* Aim of the exercise:
Collect all lines containing the word "bicycle" from the data.

* Given data:
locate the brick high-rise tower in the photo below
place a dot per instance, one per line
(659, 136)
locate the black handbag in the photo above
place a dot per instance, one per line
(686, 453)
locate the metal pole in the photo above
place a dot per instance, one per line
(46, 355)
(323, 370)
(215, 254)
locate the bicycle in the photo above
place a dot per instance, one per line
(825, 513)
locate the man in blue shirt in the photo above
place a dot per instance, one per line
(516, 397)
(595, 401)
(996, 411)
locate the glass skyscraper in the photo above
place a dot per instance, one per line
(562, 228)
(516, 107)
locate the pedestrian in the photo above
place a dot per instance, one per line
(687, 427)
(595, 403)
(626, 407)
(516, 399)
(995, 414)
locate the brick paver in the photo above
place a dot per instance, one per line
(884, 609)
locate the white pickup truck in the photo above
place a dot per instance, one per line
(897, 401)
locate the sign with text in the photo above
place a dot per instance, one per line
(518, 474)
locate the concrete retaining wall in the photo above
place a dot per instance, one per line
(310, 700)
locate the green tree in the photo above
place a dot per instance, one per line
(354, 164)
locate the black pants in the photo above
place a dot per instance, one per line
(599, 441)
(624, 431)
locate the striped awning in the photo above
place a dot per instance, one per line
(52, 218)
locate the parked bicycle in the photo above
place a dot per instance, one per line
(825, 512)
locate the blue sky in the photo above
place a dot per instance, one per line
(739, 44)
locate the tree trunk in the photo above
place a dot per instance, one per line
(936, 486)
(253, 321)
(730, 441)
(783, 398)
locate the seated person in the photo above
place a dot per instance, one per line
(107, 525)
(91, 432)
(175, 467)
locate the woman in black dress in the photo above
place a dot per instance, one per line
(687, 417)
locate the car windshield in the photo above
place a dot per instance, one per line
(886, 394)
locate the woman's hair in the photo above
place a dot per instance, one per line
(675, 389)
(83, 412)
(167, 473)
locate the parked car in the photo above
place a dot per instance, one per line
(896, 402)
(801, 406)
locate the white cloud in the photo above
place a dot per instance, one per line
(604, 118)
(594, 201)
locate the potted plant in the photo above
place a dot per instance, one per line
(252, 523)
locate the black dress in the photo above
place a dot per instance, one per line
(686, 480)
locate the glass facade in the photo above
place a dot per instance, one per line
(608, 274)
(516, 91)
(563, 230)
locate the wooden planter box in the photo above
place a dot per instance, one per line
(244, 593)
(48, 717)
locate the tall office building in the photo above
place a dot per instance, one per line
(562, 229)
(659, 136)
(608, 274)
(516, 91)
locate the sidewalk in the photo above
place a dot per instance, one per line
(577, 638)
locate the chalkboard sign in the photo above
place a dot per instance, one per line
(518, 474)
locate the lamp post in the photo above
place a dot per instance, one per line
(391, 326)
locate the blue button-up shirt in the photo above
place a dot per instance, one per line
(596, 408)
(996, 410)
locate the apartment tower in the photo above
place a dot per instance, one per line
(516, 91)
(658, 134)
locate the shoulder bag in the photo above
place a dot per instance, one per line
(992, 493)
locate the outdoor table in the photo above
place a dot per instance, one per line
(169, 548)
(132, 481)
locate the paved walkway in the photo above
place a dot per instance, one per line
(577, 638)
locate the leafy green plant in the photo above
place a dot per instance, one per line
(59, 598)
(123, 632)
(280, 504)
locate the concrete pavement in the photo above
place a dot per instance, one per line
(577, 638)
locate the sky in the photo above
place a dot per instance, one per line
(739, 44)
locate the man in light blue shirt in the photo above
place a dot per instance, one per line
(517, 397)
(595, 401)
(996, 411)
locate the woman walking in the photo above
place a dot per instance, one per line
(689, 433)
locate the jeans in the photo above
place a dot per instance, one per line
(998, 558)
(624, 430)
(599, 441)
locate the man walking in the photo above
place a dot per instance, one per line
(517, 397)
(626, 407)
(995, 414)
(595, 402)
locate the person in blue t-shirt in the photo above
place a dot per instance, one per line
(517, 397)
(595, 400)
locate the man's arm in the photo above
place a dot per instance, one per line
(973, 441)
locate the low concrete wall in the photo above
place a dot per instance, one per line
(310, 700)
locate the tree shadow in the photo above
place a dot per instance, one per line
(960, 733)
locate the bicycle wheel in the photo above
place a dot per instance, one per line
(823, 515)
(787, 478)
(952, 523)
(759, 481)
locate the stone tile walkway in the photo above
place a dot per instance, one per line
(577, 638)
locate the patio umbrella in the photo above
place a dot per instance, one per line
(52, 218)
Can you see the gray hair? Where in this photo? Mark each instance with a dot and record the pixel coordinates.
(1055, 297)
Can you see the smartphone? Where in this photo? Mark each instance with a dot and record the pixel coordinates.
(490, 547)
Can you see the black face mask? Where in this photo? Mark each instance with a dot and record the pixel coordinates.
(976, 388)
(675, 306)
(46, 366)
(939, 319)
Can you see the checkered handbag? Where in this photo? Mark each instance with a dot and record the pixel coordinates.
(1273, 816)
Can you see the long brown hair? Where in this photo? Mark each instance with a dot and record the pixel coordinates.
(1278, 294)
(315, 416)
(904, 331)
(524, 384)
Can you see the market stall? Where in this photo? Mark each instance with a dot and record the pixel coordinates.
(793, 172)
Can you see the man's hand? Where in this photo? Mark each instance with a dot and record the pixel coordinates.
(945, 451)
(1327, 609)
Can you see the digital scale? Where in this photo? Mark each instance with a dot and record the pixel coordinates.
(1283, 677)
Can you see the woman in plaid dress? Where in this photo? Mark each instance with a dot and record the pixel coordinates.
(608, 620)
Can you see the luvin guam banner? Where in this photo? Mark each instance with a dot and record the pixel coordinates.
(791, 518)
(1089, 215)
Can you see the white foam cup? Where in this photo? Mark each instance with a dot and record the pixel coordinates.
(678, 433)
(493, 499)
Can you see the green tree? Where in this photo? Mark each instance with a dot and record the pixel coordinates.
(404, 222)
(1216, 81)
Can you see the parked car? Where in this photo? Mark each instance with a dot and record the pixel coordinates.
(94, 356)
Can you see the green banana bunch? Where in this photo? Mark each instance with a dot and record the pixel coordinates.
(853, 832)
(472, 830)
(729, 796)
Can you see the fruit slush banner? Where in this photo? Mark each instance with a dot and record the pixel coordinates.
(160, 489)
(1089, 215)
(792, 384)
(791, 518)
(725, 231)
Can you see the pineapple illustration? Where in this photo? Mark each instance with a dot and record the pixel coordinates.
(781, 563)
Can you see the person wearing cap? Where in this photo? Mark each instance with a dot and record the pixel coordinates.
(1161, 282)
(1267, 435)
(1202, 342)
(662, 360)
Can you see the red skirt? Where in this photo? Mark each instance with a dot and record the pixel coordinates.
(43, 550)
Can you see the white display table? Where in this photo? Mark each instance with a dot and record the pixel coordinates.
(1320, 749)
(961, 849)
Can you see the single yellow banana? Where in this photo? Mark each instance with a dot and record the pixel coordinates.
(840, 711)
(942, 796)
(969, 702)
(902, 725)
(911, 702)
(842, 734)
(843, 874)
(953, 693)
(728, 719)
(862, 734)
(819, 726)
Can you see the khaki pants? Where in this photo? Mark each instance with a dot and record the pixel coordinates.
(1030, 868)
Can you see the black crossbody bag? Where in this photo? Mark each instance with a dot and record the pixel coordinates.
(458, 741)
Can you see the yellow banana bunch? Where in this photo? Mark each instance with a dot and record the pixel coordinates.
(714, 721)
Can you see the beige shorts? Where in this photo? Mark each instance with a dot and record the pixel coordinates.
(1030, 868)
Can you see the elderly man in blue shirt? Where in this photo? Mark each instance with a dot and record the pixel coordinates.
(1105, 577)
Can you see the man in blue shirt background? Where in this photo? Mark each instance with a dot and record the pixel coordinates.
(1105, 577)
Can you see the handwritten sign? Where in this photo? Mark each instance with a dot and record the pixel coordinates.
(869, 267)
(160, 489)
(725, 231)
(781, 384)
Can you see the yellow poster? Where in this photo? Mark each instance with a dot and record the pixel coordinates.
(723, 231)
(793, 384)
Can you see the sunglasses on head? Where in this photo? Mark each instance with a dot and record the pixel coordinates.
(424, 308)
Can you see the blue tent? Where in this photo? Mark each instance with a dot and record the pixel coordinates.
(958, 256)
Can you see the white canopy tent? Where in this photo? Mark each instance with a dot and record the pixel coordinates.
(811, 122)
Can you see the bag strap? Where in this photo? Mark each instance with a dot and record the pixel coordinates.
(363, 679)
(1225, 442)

* Task solution:
locate the bicycle in the photo above
locate the parked bicycle in the photo above
locate the bicycle wheel in the photo above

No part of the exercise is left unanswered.